The problem: For this exercise, output the line containing "473L3 394L5 1198L39" and every line after it through the end of the records, exactly, and no other line.

Data in this exercise:
···

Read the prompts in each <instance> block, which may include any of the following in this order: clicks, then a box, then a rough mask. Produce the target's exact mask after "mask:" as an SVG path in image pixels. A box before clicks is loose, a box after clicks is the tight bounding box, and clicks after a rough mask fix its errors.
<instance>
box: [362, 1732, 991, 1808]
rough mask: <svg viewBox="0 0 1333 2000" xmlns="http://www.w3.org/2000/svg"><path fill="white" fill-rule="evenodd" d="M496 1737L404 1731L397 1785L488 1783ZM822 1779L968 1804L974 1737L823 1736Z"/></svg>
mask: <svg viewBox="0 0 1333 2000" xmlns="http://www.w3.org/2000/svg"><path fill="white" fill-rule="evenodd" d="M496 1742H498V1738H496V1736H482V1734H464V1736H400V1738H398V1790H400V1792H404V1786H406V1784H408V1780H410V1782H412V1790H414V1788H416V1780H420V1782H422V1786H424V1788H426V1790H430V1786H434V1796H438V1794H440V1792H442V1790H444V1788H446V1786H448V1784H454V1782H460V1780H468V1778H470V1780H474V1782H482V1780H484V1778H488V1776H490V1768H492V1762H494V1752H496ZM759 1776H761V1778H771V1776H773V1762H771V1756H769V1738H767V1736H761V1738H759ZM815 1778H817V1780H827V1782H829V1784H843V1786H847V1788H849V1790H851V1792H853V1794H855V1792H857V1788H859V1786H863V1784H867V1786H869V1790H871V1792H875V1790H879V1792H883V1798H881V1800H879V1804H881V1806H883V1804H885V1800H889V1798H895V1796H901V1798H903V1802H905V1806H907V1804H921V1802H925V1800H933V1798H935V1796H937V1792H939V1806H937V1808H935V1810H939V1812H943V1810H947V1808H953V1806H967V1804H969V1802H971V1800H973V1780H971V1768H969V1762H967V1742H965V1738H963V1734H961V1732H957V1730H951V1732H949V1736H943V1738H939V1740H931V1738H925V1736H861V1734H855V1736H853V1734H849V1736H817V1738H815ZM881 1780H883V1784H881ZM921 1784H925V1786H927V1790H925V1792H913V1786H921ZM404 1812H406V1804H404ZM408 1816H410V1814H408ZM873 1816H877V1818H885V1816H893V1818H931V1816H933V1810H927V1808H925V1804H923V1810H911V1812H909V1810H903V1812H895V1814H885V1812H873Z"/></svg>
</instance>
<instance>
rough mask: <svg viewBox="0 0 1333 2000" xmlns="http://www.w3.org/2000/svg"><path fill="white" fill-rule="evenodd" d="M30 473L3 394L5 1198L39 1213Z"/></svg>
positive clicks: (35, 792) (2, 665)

···

Solution to the exercise:
rough mask: <svg viewBox="0 0 1333 2000" xmlns="http://www.w3.org/2000/svg"><path fill="white" fill-rule="evenodd" d="M30 473L3 394L5 1198L39 1213Z"/></svg>
positive clicks: (35, 792) (2, 665)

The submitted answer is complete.